## PROBLEM TO SOLVE
Please copy the data below word for word, leaving out the pictures.

## RECORDS SHOWN
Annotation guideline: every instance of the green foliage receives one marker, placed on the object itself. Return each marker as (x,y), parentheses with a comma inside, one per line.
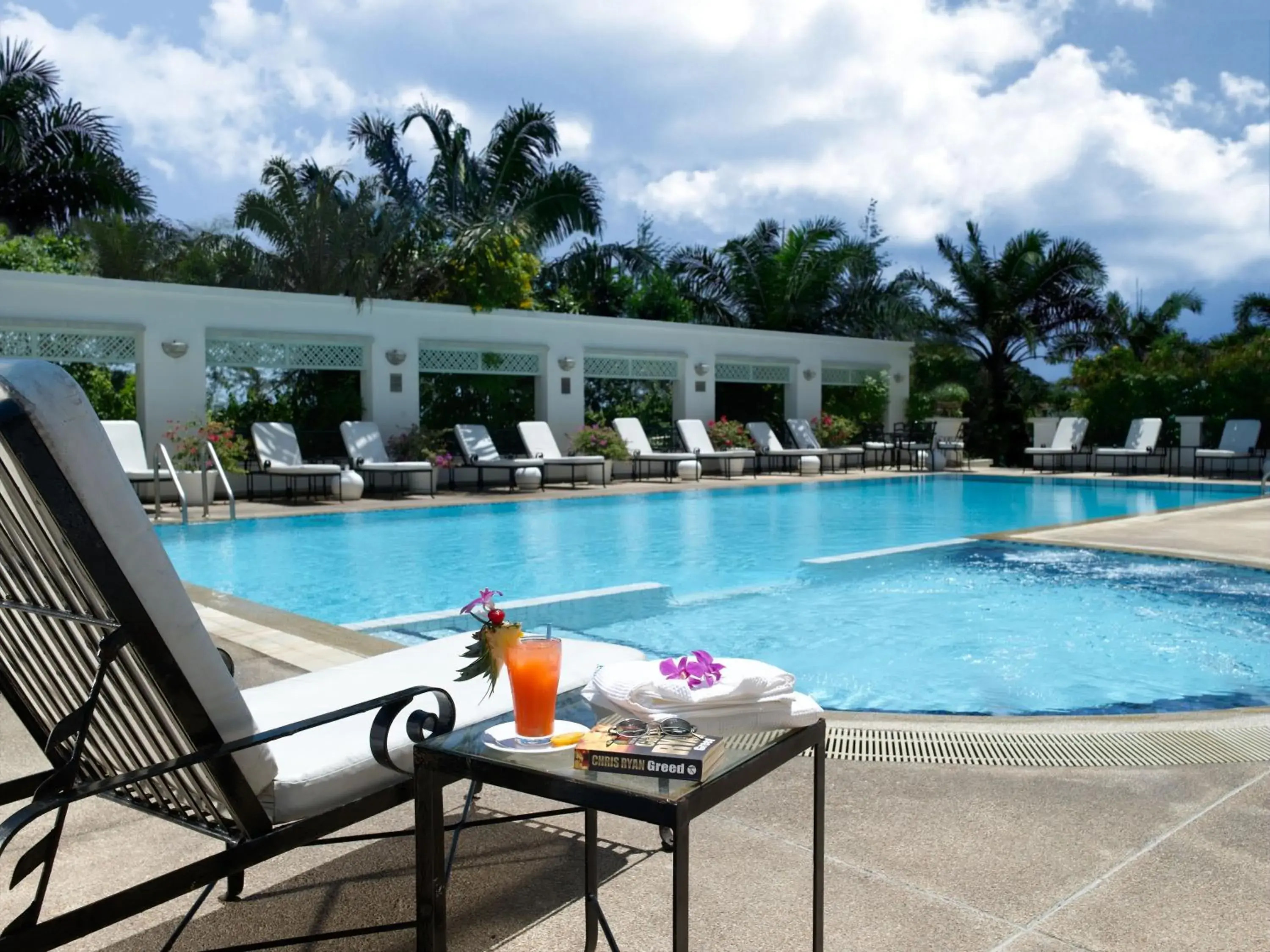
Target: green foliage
(600,441)
(59,159)
(45,253)
(832,431)
(111,391)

## FULL ANSWER
Annotation guideline: every instance of the green foliage receives one marker, placed on the object itself. Return each marker as (x,y), parentheses with a comma inside, one per line.
Target: green foliage
(600,441)
(59,159)
(45,253)
(832,431)
(111,391)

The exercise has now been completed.